[STUDY TEXT]
☆ ☆ ☆

In the face of this clash of cultures, it is imperative that the international community’s ongoing pursuit of the promotion and protection of human rights be one that does not instil ethnocentrism or veiled intolerance. Perhaps one of the most prominent human rights issues encompassing the often impossible task to achieve this fine balance, is that of female genital mutilation (FGM) or female genital surgery: a classic example of a practice prohibited in some cultures, but permitted in others.


Up to 140 million[1] young girls and women worldwide have been subjected to FGM: “the partial or total removal of the external female genitalia or other injury to the female genital organs for non-medical reasons.”[2] The ancient ritual – estimated to be a custom over 2,500 years old[3] – is common to approximately forty African and Middle Eastern countries.[4] Despite its cultural significance, over the past two decades FGM has “aroused mass condemnation from the West in general and Western feminists in particular”,[5] with non-governmental organisation Amnesty International labelling the practice “a gross violation of human rights of girls and women”[6] for its alleged deprivation of the right to bodily integrity.

☆ ☆ ☆

(Saved data entries)

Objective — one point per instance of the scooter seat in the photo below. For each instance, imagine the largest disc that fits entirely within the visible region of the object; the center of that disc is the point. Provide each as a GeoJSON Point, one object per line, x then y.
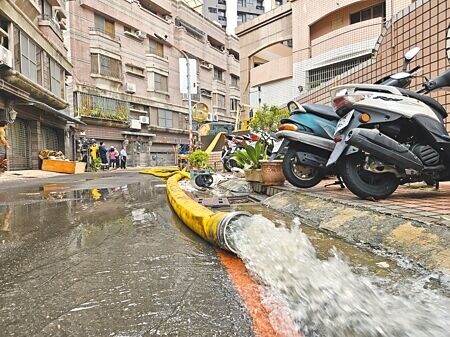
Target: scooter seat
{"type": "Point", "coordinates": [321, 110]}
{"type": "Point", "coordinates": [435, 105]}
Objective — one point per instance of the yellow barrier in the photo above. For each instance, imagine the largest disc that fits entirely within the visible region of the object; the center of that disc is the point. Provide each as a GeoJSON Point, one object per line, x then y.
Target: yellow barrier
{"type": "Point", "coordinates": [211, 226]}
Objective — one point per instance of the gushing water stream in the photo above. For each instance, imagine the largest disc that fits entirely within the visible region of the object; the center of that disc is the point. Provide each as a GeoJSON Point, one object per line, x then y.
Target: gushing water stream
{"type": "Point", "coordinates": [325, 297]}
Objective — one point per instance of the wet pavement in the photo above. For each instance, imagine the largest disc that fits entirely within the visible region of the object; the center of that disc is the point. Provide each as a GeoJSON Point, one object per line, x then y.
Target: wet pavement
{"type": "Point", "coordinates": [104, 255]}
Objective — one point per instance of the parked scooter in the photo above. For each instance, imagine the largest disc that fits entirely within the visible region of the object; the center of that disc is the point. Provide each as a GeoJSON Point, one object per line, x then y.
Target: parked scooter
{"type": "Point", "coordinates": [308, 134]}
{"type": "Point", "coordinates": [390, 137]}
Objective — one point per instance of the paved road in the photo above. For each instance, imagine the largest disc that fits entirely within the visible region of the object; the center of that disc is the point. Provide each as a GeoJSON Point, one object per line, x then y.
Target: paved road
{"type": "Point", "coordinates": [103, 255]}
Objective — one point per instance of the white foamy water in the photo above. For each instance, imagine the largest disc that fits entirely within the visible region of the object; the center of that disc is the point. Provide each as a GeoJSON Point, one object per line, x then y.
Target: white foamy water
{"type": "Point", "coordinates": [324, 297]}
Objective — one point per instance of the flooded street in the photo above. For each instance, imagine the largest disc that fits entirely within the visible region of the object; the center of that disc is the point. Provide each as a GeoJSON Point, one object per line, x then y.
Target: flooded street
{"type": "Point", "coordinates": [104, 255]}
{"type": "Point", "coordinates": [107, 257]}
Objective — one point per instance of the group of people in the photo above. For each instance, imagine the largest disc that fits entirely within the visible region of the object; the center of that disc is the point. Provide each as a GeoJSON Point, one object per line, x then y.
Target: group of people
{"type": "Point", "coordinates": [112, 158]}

☆ ☆ ☆

[EXPLORE THE MATERIAL]
**A)** Rewrite the paragraph of the text on female genital mutilation that begins "Up to 140 million" as a short bulleted list, keeping its main facts.
**B)** Answer these questions from the text on female genital mutilation:
(i) What does the text call FGM a classic example of?
(ii) How old is the custom estimated to be?
(iii) Which non-governmental organization labeled the practice a gross violation of human rights?
**C)** Reproduce the stretch of the text on female genital mutilation from "Up to 140 million[1]" through "to bodily integrity.".

[YOUR WRITTEN ANSWERS]
**A)**
- Up to 140 million girls and women worldwide have undergone FGM.
- FGM is defined as "the partial or total removal of the external female genitalia or other injury to the female genital organs for non-medical reasons."
- The ritual is estimated to be over 2,500 years old.
- It is common to about forty African and Middle Eastern countries.
- Over the past two decades, it has drawn mass condemnation from the West, especially from Western feminists.
- Amnesty International calls it "a gross violation of human rights of girls and women" because it allegedly deprives them of the right to bodily integrity.

**B)**
(i) A practice prohibited in some cultures but permitted in others.
(ii) Over 2,500 years old.
(iii) Amnesty International.

**C)**
Up to 140 million[1] young girls and women worldwide have been subjected to FGM: “the partial or total removal of the external female genitalia or other injury to the female genital organs for non-medical reasons.”[2] The ancient ritual – estimated to be a custom over 2,500 years old[3] – is common to approximately forty African and Middle Eastern countries.[4] Despite its cultural significance, over the past two decades FGM has “aroused mass condemnation from the West in general and Western feminists in particular”,[5] with non-governmental organisation Amnesty International labelling the practice “a gross violation of human rights of girls and women”[6] for its alleged deprivation of the right to bodily integrity.